Given passage -
— BEGIN —

Correlation and clustered column plots helped me determine what songs characteristics are more present in the most popular songs.
spotify %>%
group_by(playlist_genre) %>%
summarise(
mean_popul = mean(track_popularity, na.rm = TRUE),
mean_liven = mean(liveness, na.rm = TRUE),
mean_speech = mean(speechiness, na.rm = TRUE),
mean_instr = mean(instrumentalness, na.rm = TRUE),
mean_acoust = mean(acousticness, na.rm = TRUE),
mean_loud = mean(loudness, na.rm = TRUE),
mean_danc = mean(danceability, na.rm = TRUE),
mean_energy = mean(energy, na.rm = TRUE),
mean_valence = mean(valence, na.rm = TRUE),
mean_durat = mean(duration_ms, na.rm = TRUE),
mean_mode = mean(mode, na.rm = TRUE),
mean_tempo = mean(tempo, na.rm = TRUE),
mean_key = mean(key, na.rm = TRUE))%>%
arrange(desc(mean_popul))
## # A tibble: 6 x 14
## playlist_genre mean_popul mean_liven mean_speech mean_instr mean_acoust
## <chr> <dbl> <dbl> <dbl> <dbl> <dbl>
## 1 pop 45.9 0.177 0.0742 0.0634 0.172
## 2 rap 41.8 0.191 0.197 0.0802 0.197
## 3 latin 41.4 0.182 0.100 0.0526 0.213
## 4 rock 39.7 0.205 0.0579 0.0664 0.147
## 5 r&b 35.9 0.176 0.116 0.0285 0.264
## 6 edm 30.7 0.214 0.0879 0.245 0.0769
## # ... with 8 more variables: mean_loud <dbl>, mean_danc <dbl>,
## # mean_energy <dbl>, mean_valence <dbl>, mean_durat <dbl>, mean_mode <dbl>,
## # mean_tempo <dbl>, mean_key <dbl>
# Focusing the analysis on top quartile of popularity (goal is to determine whether the most popular songs have common characteristics)
topqtpop <-
spotify %>%
filter(track_popularity > 58) %>%
arrange(desc(track_popularity))
str(topqtpop)

— END —

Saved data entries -
— BEGIN —

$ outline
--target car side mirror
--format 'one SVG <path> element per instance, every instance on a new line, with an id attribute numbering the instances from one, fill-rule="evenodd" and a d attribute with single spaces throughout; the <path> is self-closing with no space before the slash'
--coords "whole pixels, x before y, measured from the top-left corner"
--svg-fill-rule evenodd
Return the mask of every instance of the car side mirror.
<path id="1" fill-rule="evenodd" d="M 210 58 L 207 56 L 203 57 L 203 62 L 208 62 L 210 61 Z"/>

— END —

What this exercise asks -
[1] In the Spotify popularity analysis, swap "rock" for "metal" and write out the passage that begins at the words "## # A tibble: 6" and stops after "have common characteristics)".
[2] Extend the Spotify popularity analysis past its final line.
The records are separate material from the Spotify popularity analysis.

Responses by task -
[1]
## # A tibble: 6 x 14
## playlist_genre mean_popul mean_liven mean_speech mean_instr mean_acoust
## <chr> <dbl> <dbl> <dbl> <dbl> <dbl>
## 1 pop 45.9 0.177 0.0742 0.0634 0.172
## 2 rap 41.8 0.191 0.197 0.0802 0.197
## 3 latin 41.4 0.182 0.100 0.0526 0.213
## 4 metal 39.7 0.205 0.0579 0.0664 0.147
## 5 r&b 35.9 0.176 0.116 0.0285 0.264
## 6 edm 30.7 0.214 0.0879 0.245 0.0769
## # ... with 8 more variables: mean_loud <dbl>, mean_danc <dbl>,
## # mean_energy <dbl>, mean_valence <dbl>, mean_durat <dbl>, mean_mode <dbl>,
## # mean_tempo <dbl>, mean_key <dbl>
# Focusing the analysis on top quartile of popularity (goal is to determine whether the most popular songs have common characteristics)

[2]
# Summarizing the characteristics for the top quantile most popular songs
t1 <- topqtpop %>%
group_by(playlist_genre) %>%
summarise(
mean_popul1 = mean(track_popularity, na.rm = TRUE),
mean_liven1 = mean(liveness, na.rm = TRUE),
mean_speech1 = mean(speechiness, na.rm = TRUE),
mean_instr1 = mean(instrumentalness, na.rm = TRUE),
mean_acoust1 = mean(acousticness, na.rm = TRUE),
mean_loud1 = mean(loudness, na.rm = TRUE),
mean_danc1 = mean(danceability, na.rm = TRUE),
mean_energy1 = mean(energy, na.rm = TRUE),
mean_valence1 = mean(valence, na.rm = TRUE),
mean_durat1 = mean(duration_ms, na.rm = TRUE),
mean_mode1 = mean(mode, na.rm = TRUE),
mean_tempo1 = mean(tempo, na.rm = TRUE),
mean_key1 = mean(key, na.rm = TRUE))%>%
arrange(desc(mean_popul1))
# Sort t1 by playlist_genre
t1 <- arrange(t1, playlist_genre)
# Focusing the analysis on bottom quartile of popularity (goal is to determine whether the least popular songs have common characteristics)
botqtpop <-
spotify %>%
filter(track_popularity < 21) %>%
arrange(desc(track_popularity))
str(botqtpop)
# Summarizing the characteristics for the bottom quantile least popular songs
b1 <- botqtpop %>%
group_by(playlist_genre) %>%
summarise(
mean_popul2 = mean(track_popularity, na.rm = TRUE),
mean_liven2 = mean(liveness, na.rm = TRUE),
mean_speech2 = mean(speechiness, na.rm = TRUE),
mean_instr2 = mean(instrumentalness, na.rm = TRUE),
mean_acoust2 = mean(acousticness, na.rm = TRUE),
mean_loud2 = mean(loudness, na.rm = TRUE),
mean_danc2 = mean(danceability, na.rm = TRUE),
mean_energy2 = mean(energy, na.rm = TRUE),
mean_valence2 = mean(valence, na.rm = TRUE),
mean_durat2 = mean(duration_ms, na.rm = TRUE),
mean_mode2 = mean(mode, na.rm = TRUE),
mean_tempo2 = mean(tempo, na.rm = TRUE),
mean_key2 = mean(key, na.rm = TRUE))%>%
arrange(desc(mean_popul2))
# Sort b1 by playlist_genre
b1 <- arrange(b1, playlist_genre)
# Calculating the difference in percent between the most and least popular songs for all song characteristics
dif_db <- 100 * (t1[-1] - b1[-1]) / t1[-1]
# Rounding the numbers of the dataset with the percent difference between most and least popular songs
#round(dif_db[-1], 0)
# Add the column 1 back
# Add the columns from the second dataframe to the first
dif_db <- cbind(dif_db, b1[1])
# Renaming the column names
# colnames(df) <- c('C1','C2','C3')
colnames(dif_db) <- c("popul", "liven", "speech", "instrum", "acoust", "loud", "dance", "energy", "valence", "durat", "mode", "tempo", "key", "genre")
Conclusion: Song popularity seems to be associated to a higher level of acousticness and a lower level of instrumentalness as shown by the chart below.
library(tidyr)
library(ggplot2)
dat.g <- gather(dif_db[2:14], type, value, -genre)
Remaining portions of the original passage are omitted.